Records for processing
>>
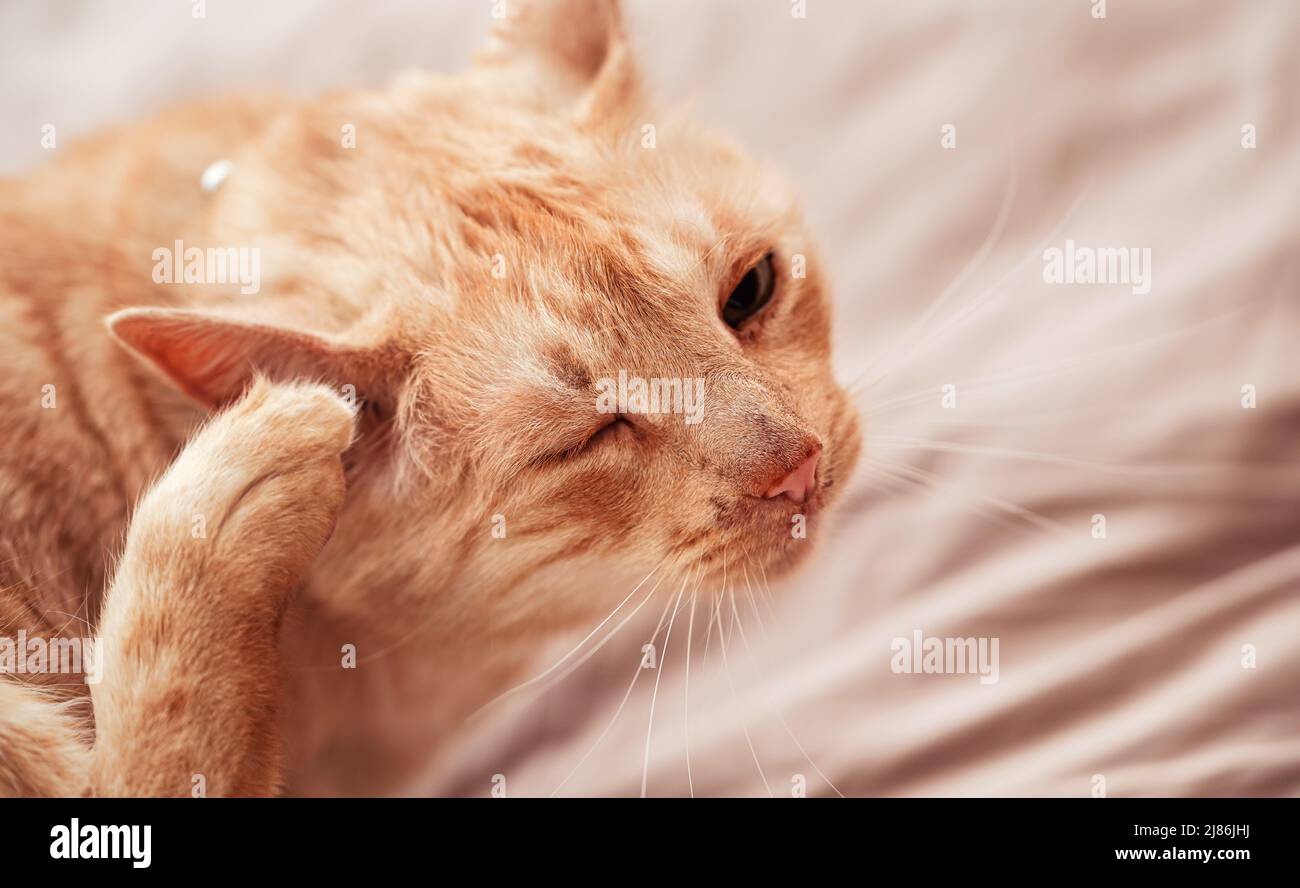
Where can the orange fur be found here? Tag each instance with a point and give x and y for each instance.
<<
>>
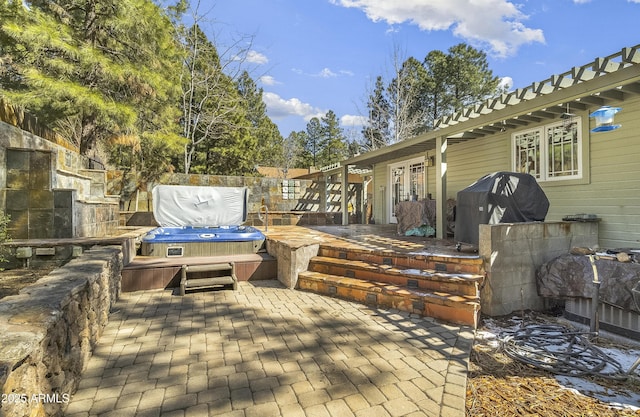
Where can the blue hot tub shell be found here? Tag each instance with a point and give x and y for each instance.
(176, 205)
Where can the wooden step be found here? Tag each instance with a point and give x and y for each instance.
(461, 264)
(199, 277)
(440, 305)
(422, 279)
<<
Identify every line in the records above that contains the string "with" and copy each of those lines in full. Case matters.

Where can the orange fur be found here? Tag each instance with a point and give x and y for each instance.
Where can the blue hot tub shell be found here? Tag each instance with a point and give x and y for each instance.
Where can the wooden step be found here? Tag each instance with a point and give x and y for each instance.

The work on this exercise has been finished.